TASK TO COMPLETE –
In the gallery review below, what instrument plays the musical notes converted from the fish's movements?

At which point I give up on all this silliness and proceed to the other show here at Camden which is entitled Voluta – not, as I initially assumed, one of those frothy savoury servings whipped up in posh restaurants and designed to tittilate the tastebuds of the discerning palate, but rather the name given to a genus of sea slug.  So, when I walk through the gallery doors am I to be confronted with a cornucopia of gastropodia or will the floor be filled with trails of artistic slime?  Thankfully neither, and again the title seems to be something of a ridiculous red herring.

Speaking of which, the first item in Yuko Mohri’s collection of sculptural installations appears to include a small fish swimming around the weeds in a chunky glass container.  Apparently it’s the actual movements of said fish that are being measured by various detectors and then, by dint of some mystical electro-mechanical wizardry, converted into the musical notes that I can hear emanating from an old pedal organ placed nearby.  Who would have thought that a simple aquatic invertebrate would have been able to have been trained to paddle about in such a way as to produce the opening half a dozen bars to Bach’s Prelude in C Major?  Ok, I’m joking and the noise is somewhat less baroque than that composed by the German maestro, but well done Fergus for having a bash at it anyway.  As for the other elaborate contraptions spread around the gallery, these include a wind-powered xylophone; a set of window blinds that clatter open and shut of their own accord; a pair of clockwork musical spoons; and some tiny tinkling bells that beat to the tune of the induced current emanating from the pulsating electrons whirring around a pair of curled up electrical cables.  It’s all jolly whimsical stuff and while the artist makes claims about aleatory art and, ‘…the shifting relationship between material things and conceptual propositions…’, I’m not sure that checking out these needlessly complicated mechanisms really offers up any more deeper and meaningful experience than that which accompanied an examinations of one of those gently comic Heath Robinson machines that tickled the fancy of an earlier generation.  Albeit that these new updated versions are stripped down, re-engineered and then specifically re-spun for the artworld audience of our own new super-cooled digital age.

ENTRIES –
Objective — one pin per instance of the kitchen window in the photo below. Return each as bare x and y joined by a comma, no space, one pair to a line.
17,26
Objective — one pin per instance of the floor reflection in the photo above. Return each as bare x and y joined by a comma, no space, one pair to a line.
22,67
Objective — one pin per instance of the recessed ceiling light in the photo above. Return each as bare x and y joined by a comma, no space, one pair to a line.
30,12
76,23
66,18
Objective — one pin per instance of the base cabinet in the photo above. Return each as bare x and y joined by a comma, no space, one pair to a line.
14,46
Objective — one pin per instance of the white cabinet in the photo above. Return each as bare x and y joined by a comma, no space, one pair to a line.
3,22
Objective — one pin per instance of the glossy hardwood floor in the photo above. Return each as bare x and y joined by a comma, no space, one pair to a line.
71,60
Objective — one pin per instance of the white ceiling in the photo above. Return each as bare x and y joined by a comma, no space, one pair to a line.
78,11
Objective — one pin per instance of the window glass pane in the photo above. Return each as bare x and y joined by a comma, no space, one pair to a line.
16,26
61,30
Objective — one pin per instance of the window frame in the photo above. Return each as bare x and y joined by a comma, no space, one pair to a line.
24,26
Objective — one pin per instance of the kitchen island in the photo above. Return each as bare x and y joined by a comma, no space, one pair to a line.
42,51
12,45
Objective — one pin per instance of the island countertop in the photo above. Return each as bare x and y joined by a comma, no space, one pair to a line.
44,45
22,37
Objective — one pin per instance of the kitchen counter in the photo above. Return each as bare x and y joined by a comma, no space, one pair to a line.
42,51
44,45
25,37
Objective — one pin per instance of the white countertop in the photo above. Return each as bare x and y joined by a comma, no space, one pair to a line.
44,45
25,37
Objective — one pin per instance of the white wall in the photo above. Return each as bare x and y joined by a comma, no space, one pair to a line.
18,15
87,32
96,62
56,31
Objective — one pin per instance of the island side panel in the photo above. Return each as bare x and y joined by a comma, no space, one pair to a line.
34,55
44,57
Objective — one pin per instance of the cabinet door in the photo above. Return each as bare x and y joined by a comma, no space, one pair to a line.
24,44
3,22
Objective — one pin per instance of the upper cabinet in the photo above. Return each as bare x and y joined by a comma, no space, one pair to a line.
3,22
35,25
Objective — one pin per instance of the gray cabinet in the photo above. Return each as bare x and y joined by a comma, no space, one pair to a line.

FINISHED ANSWER –
An old pedal organ placed nearby.